## Data for this exercise
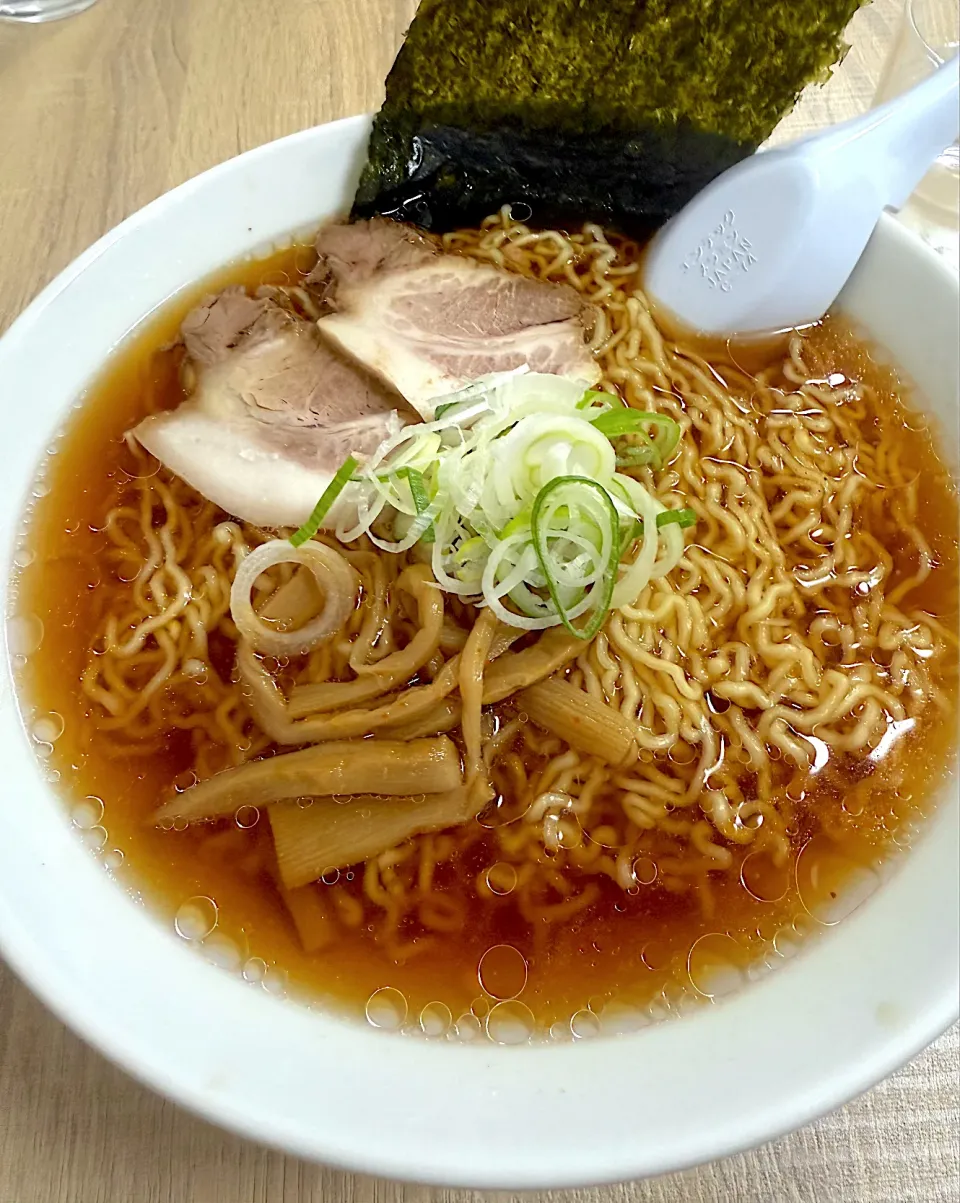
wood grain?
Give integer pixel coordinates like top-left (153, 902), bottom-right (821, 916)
top-left (0, 0), bottom-right (960, 1203)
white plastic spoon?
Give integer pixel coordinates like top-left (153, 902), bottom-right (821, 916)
top-left (644, 57), bottom-right (960, 338)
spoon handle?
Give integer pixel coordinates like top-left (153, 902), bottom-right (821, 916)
top-left (804, 55), bottom-right (960, 208)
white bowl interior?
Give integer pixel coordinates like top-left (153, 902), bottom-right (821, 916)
top-left (0, 118), bottom-right (960, 1189)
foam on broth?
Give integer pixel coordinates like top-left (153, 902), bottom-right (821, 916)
top-left (9, 247), bottom-right (958, 1043)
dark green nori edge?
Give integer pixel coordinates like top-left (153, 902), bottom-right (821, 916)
top-left (352, 0), bottom-right (861, 230)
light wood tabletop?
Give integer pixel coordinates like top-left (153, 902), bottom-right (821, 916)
top-left (0, 0), bottom-right (960, 1203)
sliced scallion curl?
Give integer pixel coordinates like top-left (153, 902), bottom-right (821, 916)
top-left (230, 538), bottom-right (357, 656)
top-left (290, 456), bottom-right (358, 547)
top-left (593, 407), bottom-right (680, 468)
top-left (396, 468), bottom-right (437, 543)
top-left (531, 476), bottom-right (620, 641)
top-left (657, 509), bottom-right (697, 531)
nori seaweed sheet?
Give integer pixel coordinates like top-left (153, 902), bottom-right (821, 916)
top-left (352, 0), bottom-right (863, 230)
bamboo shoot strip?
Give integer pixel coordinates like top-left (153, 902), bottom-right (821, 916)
top-left (286, 564), bottom-right (444, 718)
top-left (267, 787), bottom-right (493, 890)
top-left (484, 627), bottom-right (583, 706)
top-left (517, 677), bottom-right (638, 766)
top-left (154, 736), bottom-right (462, 822)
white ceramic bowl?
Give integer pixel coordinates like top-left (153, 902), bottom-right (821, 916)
top-left (0, 118), bottom-right (960, 1189)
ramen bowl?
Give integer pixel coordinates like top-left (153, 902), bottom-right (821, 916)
top-left (0, 118), bottom-right (960, 1190)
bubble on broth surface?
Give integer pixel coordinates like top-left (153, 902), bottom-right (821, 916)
top-left (450, 1012), bottom-right (484, 1044)
top-left (243, 956), bottom-right (267, 982)
top-left (420, 1002), bottom-right (454, 1037)
top-left (600, 1002), bottom-right (650, 1036)
top-left (486, 998), bottom-right (537, 1044)
top-left (173, 894), bottom-right (217, 941)
top-left (366, 985), bottom-right (407, 1032)
top-left (687, 932), bottom-right (745, 998)
top-left (640, 940), bottom-right (670, 972)
top-left (796, 835), bottom-right (881, 926)
top-left (261, 965), bottom-right (288, 998)
top-left (633, 857), bottom-right (659, 885)
top-left (484, 860), bottom-right (517, 896)
top-left (201, 931), bottom-right (243, 973)
top-left (470, 995), bottom-right (490, 1019)
top-left (81, 824), bottom-right (107, 852)
top-left (7, 614), bottom-right (43, 656)
top-left (30, 710), bottom-right (64, 747)
top-left (476, 944), bottom-right (527, 998)
top-left (774, 924), bottom-right (800, 960)
top-left (570, 1011), bottom-right (600, 1041)
top-left (476, 794), bottom-right (529, 831)
top-left (70, 794), bottom-right (103, 831)
top-left (740, 852), bottom-right (790, 902)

## Given exercise
Can you output the lines above verbatim, from the line with "white bowl interior?" to the line with "top-left (9, 247), bottom-right (958, 1043)", including both of those lines?

## Solution for this problem
white bowl interior?
Give integer pixel coordinates like top-left (153, 902), bottom-right (821, 916)
top-left (0, 118), bottom-right (960, 1189)
foam on broth?
Give integer pixel coordinates like top-left (153, 902), bottom-right (821, 916)
top-left (9, 247), bottom-right (958, 1043)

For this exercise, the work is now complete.